- [TASK STATEMENT]: Find all lines in the listing that include the word "this", then copy them.

- [EXTRACTED ENTRIES]:
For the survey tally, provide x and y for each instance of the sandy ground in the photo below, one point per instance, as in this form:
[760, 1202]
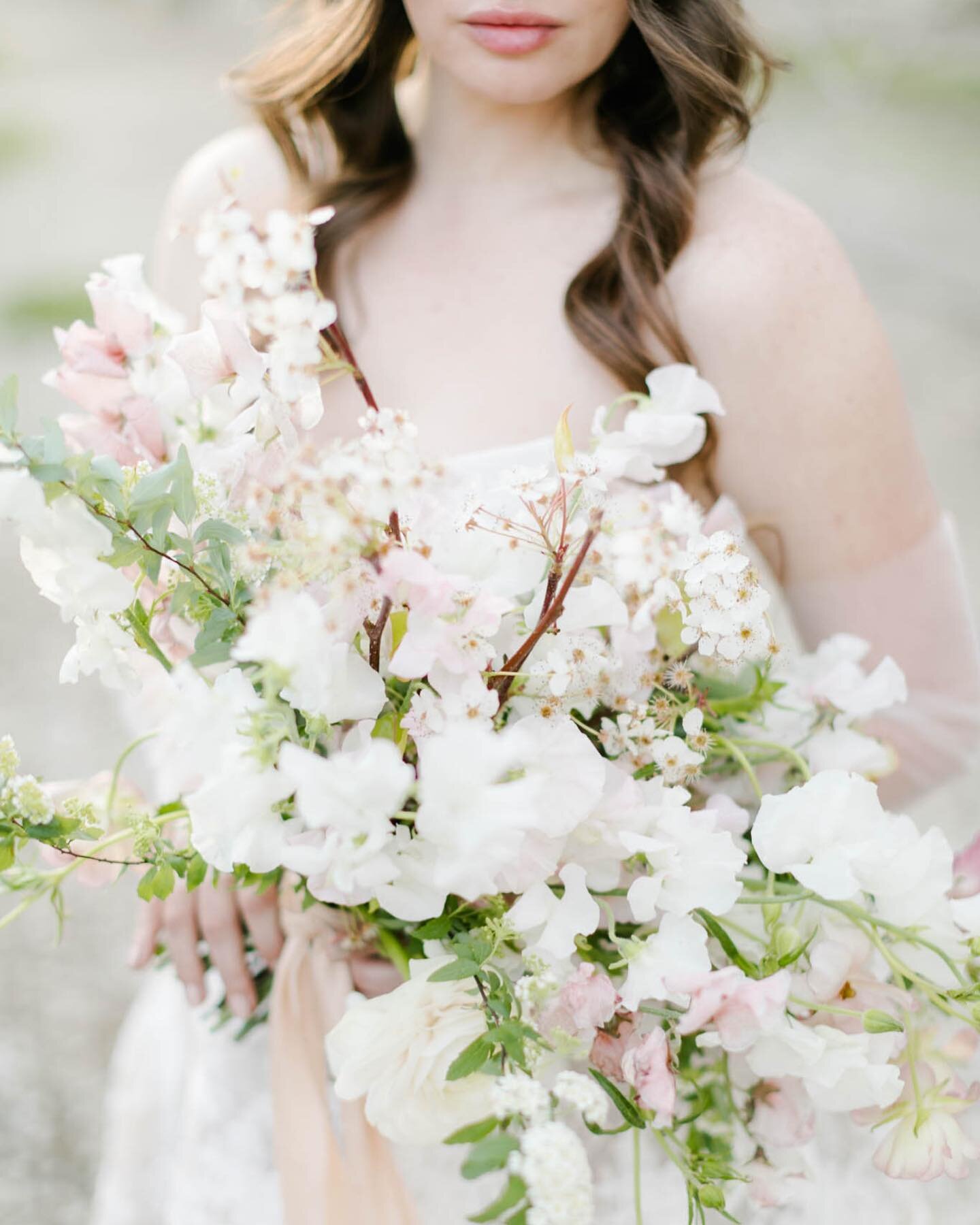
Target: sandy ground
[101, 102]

* * *

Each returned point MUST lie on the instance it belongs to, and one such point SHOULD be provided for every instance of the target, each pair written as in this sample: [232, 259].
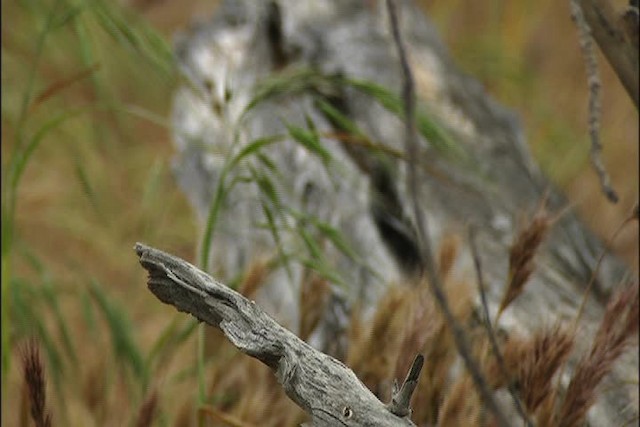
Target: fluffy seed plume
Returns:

- [TASK OUTPUT]:
For the survey tally, provide x and y for each instance of the sandy ground in the photo below, one point per instance, as in this form:
Each returned point MUST lie on the instance it belongs to, and one such point SHOULD be provided for every instance of the target, each pair written as in this sample: [232, 259].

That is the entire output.